DATA PROVIDED —
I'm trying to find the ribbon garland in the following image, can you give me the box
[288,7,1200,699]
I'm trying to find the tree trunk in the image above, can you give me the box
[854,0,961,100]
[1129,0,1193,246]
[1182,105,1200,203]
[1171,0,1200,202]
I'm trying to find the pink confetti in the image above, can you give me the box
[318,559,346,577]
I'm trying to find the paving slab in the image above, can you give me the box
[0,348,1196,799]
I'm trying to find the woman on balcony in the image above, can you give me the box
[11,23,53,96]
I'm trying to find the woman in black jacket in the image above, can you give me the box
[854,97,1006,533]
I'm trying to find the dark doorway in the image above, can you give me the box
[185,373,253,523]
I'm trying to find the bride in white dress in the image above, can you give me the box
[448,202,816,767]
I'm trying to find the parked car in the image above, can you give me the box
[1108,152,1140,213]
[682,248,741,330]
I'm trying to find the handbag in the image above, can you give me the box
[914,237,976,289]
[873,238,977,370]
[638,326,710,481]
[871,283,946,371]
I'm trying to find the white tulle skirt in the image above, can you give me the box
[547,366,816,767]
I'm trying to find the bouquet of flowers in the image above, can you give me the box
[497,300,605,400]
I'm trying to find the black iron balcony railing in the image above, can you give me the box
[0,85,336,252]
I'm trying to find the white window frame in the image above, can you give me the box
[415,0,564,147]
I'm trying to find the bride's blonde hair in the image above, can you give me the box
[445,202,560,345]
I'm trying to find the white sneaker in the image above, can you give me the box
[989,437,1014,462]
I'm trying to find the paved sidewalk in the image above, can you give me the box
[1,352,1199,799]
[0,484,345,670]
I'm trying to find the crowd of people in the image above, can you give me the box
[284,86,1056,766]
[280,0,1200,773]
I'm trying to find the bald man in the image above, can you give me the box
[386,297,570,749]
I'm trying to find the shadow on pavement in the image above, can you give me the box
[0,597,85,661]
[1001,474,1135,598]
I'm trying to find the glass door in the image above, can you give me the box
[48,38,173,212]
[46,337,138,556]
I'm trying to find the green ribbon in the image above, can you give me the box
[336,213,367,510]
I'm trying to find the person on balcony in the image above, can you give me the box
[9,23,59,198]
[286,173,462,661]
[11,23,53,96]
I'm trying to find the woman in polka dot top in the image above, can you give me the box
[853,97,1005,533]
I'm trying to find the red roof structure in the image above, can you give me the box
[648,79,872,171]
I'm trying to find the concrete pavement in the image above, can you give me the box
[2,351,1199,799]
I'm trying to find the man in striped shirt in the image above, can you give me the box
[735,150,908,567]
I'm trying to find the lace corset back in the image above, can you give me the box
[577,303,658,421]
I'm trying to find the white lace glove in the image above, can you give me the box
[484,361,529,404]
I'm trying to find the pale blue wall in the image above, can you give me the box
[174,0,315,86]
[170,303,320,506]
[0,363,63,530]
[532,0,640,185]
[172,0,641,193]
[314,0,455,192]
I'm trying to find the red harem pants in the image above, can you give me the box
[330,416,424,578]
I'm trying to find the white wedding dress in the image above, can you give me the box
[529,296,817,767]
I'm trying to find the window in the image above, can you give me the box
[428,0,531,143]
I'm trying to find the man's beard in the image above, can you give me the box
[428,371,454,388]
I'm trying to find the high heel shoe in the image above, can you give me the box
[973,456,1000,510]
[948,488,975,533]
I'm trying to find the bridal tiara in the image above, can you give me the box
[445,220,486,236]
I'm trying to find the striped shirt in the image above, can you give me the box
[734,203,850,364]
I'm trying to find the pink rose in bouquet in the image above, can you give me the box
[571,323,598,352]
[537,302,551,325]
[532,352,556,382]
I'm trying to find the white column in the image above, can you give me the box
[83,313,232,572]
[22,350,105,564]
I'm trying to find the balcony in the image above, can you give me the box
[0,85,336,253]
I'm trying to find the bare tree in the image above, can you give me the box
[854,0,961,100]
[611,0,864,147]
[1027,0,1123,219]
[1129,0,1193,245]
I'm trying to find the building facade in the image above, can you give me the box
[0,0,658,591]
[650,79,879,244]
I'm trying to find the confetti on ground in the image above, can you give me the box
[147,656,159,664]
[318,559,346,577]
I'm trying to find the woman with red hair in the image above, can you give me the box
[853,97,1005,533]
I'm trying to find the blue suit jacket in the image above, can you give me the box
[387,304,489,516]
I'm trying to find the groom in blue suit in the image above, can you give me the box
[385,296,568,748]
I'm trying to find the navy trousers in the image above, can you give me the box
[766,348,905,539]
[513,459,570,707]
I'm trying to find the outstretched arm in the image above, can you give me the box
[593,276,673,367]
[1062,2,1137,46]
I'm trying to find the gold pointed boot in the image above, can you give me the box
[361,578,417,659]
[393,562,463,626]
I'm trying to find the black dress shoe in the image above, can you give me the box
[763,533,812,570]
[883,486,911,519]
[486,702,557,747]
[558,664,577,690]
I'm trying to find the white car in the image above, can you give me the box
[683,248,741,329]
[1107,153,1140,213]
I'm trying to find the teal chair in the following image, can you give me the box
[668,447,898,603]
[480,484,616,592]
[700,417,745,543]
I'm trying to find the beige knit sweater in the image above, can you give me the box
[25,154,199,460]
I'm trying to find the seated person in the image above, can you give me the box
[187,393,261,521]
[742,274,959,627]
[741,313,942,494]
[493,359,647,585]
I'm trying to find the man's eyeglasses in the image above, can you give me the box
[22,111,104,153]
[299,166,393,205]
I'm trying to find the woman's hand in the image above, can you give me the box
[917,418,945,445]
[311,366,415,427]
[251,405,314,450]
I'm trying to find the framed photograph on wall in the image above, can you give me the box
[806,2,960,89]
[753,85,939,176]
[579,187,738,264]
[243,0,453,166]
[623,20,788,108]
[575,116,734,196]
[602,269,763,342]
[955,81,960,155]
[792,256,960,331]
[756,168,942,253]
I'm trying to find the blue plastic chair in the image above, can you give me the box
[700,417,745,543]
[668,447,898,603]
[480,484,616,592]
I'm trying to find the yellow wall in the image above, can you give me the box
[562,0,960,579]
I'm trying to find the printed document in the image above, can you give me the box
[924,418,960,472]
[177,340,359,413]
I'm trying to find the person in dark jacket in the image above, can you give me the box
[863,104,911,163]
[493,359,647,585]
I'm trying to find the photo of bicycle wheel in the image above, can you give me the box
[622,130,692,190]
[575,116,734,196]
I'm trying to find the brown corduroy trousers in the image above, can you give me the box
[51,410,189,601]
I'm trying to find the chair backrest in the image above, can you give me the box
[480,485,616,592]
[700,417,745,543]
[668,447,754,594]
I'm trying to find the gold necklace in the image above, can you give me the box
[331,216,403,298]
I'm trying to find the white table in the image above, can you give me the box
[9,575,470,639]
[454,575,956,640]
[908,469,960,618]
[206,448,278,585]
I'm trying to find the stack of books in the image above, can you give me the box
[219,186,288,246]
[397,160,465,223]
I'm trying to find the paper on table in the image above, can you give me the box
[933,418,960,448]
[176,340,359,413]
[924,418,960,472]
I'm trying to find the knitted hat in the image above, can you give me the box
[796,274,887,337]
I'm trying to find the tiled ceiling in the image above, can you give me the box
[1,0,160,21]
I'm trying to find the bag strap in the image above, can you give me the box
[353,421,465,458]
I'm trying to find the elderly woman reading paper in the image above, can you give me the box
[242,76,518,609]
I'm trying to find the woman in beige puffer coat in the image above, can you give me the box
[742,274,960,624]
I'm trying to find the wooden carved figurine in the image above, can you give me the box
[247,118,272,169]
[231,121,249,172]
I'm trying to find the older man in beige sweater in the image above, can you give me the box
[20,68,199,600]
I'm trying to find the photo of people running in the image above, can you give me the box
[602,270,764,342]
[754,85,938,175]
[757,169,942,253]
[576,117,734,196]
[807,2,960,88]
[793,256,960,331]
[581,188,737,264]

WHAT YOU WILL DO —
The response should be an exact copy of all the records above.

FINISHED EXERCISE —
I'm trying to find the ribbon garland in the following image, can you give me the box
[288,7,1200,699]
I'm trying to find the tree trunk in the image above, can you give me the box
[854,0,961,100]
[1129,0,1193,246]
[1182,105,1200,203]
[1171,0,1200,202]
I'm trying to find the pink confetti in the image above, can you give me the box
[318,559,346,577]
I'm trying to find the paving slab in the image above, can you give me the box
[0,348,1196,799]
I'm trying to find the woman on balcony in the image above, can you give me the box
[11,23,53,96]
I'm trying to find the woman in black jacket in the image above, can you give me the box
[854,97,1006,533]
I'm trying to find the dark doorway in the image above, can you give me the box
[185,373,253,523]
I'm trying to find the bride in white dress in the image above, can you give me the box
[448,202,816,767]
I'm trying to find the parked car in the image above, can you give me the box
[1108,152,1140,213]
[682,248,741,330]
I'm trying to find the handbag in the image above, can you give me the box
[914,237,976,289]
[873,238,977,370]
[638,326,710,481]
[871,283,946,371]
I'm trying to find the white tulle skirt in the image above, can you give me the box
[547,366,816,767]
I'm trying to find the bouquet of flowers in the image above, can you give me the box
[497,300,605,400]
I'm trying to find the black iron balcony railing in the image above, can you give me the box
[0,85,336,252]
I'm trying to find the white window frame in the image above, can you give me the box
[415,0,564,147]
I'm trying to find the bride's blonde hair in the image above, can you give me the box
[445,202,560,345]
I'm trying to find the white sneaker in the image above, can you give me the box
[989,437,1014,462]
I'm trying to find the paved sidewalk in the image above, can you give me the box
[1,352,1199,799]
[0,484,345,670]
I'm trying to find the crowd of people in the image above, can you give me the box
[284,86,1056,766]
[280,0,1200,773]
I'm trying to find the bald man in the image above, can you give me the box
[386,297,570,749]
I'm trying to find the shadow on pavement in the image above, can you give me the box
[0,597,85,661]
[1001,474,1135,598]
I'm trying to find the glass door in the image above, can you give me the box
[48,38,173,212]
[46,337,138,556]
I'm trying to find the green ribbon in the image above, can you give me the box
[336,213,367,510]
I'm trying to find the person on balcony in the image above, can you give me the box
[9,23,59,198]
[286,173,462,661]
[11,23,53,96]
I'm trying to find the woman in polka dot top in the image above, can you give me the box
[853,97,1005,533]
I'm trying to find the red roof structure in the image above, can you give me the box
[648,79,872,171]
I'm trying to find the concrete pavement in the image above, can you give me the box
[2,351,1199,799]
I'm trying to find the man in striped shirt in the image above, can you give me the box
[735,150,908,567]
I'm trying to find the lace corset back in the image above, can you give me the box
[577,303,658,421]
I'm trying to find the white lace glove in the image above, can you give me the box
[484,361,529,404]
I'm trying to find the pale blue wall in the image above, can you give me the box
[174,0,315,86]
[170,303,320,506]
[0,363,63,530]
[532,0,640,185]
[172,0,641,193]
[314,0,455,192]
I'm trying to find the red harem pants in the image above, can you give me the box
[330,416,424,578]
I'm trying to find the white wedding dress in the image above, can you give me the box
[529,296,817,767]
I'm trying to find the window in the image above, can you give me the box
[428,0,531,143]
I'm trying to find the man's beard in the image above, can you give me the box
[428,371,454,388]
I'm trying to find the high heel shoe in the image above, can you give me the box
[973,456,1000,510]
[948,488,975,533]
I'm trying to find the bridal tiara in the image above, can you give me the box
[445,220,486,236]
I'm trying to find the striped shirt in the image above, can you give me the box
[734,203,850,364]
I'm trying to find the pink rose in bouquet in the image above, can you give me the box
[571,323,598,352]
[537,302,551,325]
[532,352,556,382]
I'm trying to find the white column in the image above, can you give me the box
[83,313,232,572]
[22,350,105,564]
I'm trying to find the balcony in the image above, can you give me the box
[0,85,336,253]
I'm trying to find the bare tree in the image above, can you give me the box
[854,0,961,100]
[611,0,864,147]
[1027,0,1123,219]
[1129,0,1193,245]
I'm trying to find the building facade in the image above, can you give me the box
[0,0,658,591]
[650,79,879,244]
I'm trying to find the confetti on ground in the image above, can you give me the box
[147,656,159,664]
[318,559,346,577]
I'm trying to find the woman with red hair in the image above, can you give me the box
[853,97,1005,533]
I'm trying to find the blue suit jacket in the image above, can you give me the box
[387,304,489,516]
I'm trying to find the groom in blue suit in the image above, can you give me the box
[385,296,568,748]
I'm trying to find the navy trousers in the image above, can you give me the box
[766,348,905,539]
[513,459,570,707]
I'm trying to find the outstretched arm in the image above, can you give me the box
[593,276,673,367]
[1062,2,1137,46]
I'm trying to find the gold pointed boot in the image above, can you give me the box
[361,578,417,659]
[393,562,463,626]
I'm trying to find the black dress shoe in the image above, can you give me the box
[763,533,812,570]
[883,486,911,519]
[486,702,557,747]
[558,664,577,690]
I'm trying to find the white car in the image above, can you give me the box
[683,248,741,329]
[1107,153,1140,213]
I'm trying to find the teal chair in the following image, can you give me the box
[668,447,898,603]
[480,484,616,592]
[700,417,745,543]
I'm trying to find the beige knit sweater in the image above, can you give me the box
[25,154,199,460]
I'm trying to find the seated person in the image above, can you give me the box
[187,393,261,521]
[742,274,959,627]
[741,313,942,494]
[493,359,647,585]
I'm trying to find the man's eyeglasses in the image above, can you give me the box
[22,111,104,153]
[299,166,393,205]
I'm trying to find the woman's hand in the image above, can you give me the box
[917,418,945,445]
[311,366,415,427]
[251,405,314,450]
I'm trying to find the framed photograph on wall in the image above, can you give me the box
[806,2,960,89]
[753,85,939,176]
[579,187,738,264]
[243,0,453,166]
[623,20,788,108]
[575,116,734,196]
[602,269,763,342]
[955,81,960,155]
[792,256,960,331]
[756,168,942,253]
I'm trying to find the blue plastic chair in the image above, can you give me the box
[700,417,745,543]
[668,447,898,603]
[480,484,616,592]
I'm trying to find the yellow wall in the image above, can you give me the box
[562,0,960,579]
I'm trying to find the printed document in the image above, can you give me the box
[924,418,960,472]
[177,340,359,413]
I'm trying to find the person in dark jacket in the image above, can you give me the box
[863,104,911,163]
[493,359,647,585]
I'm trying to find the photo of bicycle wheel in the image above, can you give me the box
[622,130,692,190]
[575,116,734,196]
I'm trying to find the brown corduroy trousers in the image above, can you give me the box
[51,410,189,601]
I'm trying to find the chair backrest in the image above, can you give me the box
[480,485,616,592]
[700,417,745,543]
[668,447,754,594]
I'm trying to find the gold necklace in the image above, can you give me the box
[331,216,403,298]
I'm trying to find the white table in the image above, can you give me the box
[9,575,470,639]
[454,575,956,640]
[908,469,960,618]
[206,448,278,585]
I'm trying to find the stack of books in the image above, can you give me the box
[219,186,288,246]
[397,160,465,223]
I'm trying to find the paper on table in the image above, can you give me the box
[933,418,960,448]
[176,340,359,413]
[924,418,960,472]
I'm trying to find the knitted hat in the image above, can you give me the box
[796,274,887,337]
I'm trying to find the tiled ceiling in the image above, can you give me the box
[1,0,160,21]
I'm trying to find the bag strap in the image above, can you give me the box
[353,421,465,458]
I'm trying to find the elderly woman reading paper in the image above, can you give me the box
[242,76,518,609]
I'm trying to find the woman in beige puffer coat in the image above, can you give me the box
[742,274,960,624]
I'm trying to find the wooden carved figurine in the image above, can you give me the box
[247,118,272,169]
[231,121,249,172]
I'm trying to find the older man in beige sweater in the image above, can you give me the box
[20,68,199,600]
I'm trying to find the photo of people running in the image above, can you give me the box
[602,270,764,342]
[754,85,938,175]
[757,169,942,253]
[576,117,734,196]
[807,2,960,88]
[793,256,960,331]
[581,188,737,264]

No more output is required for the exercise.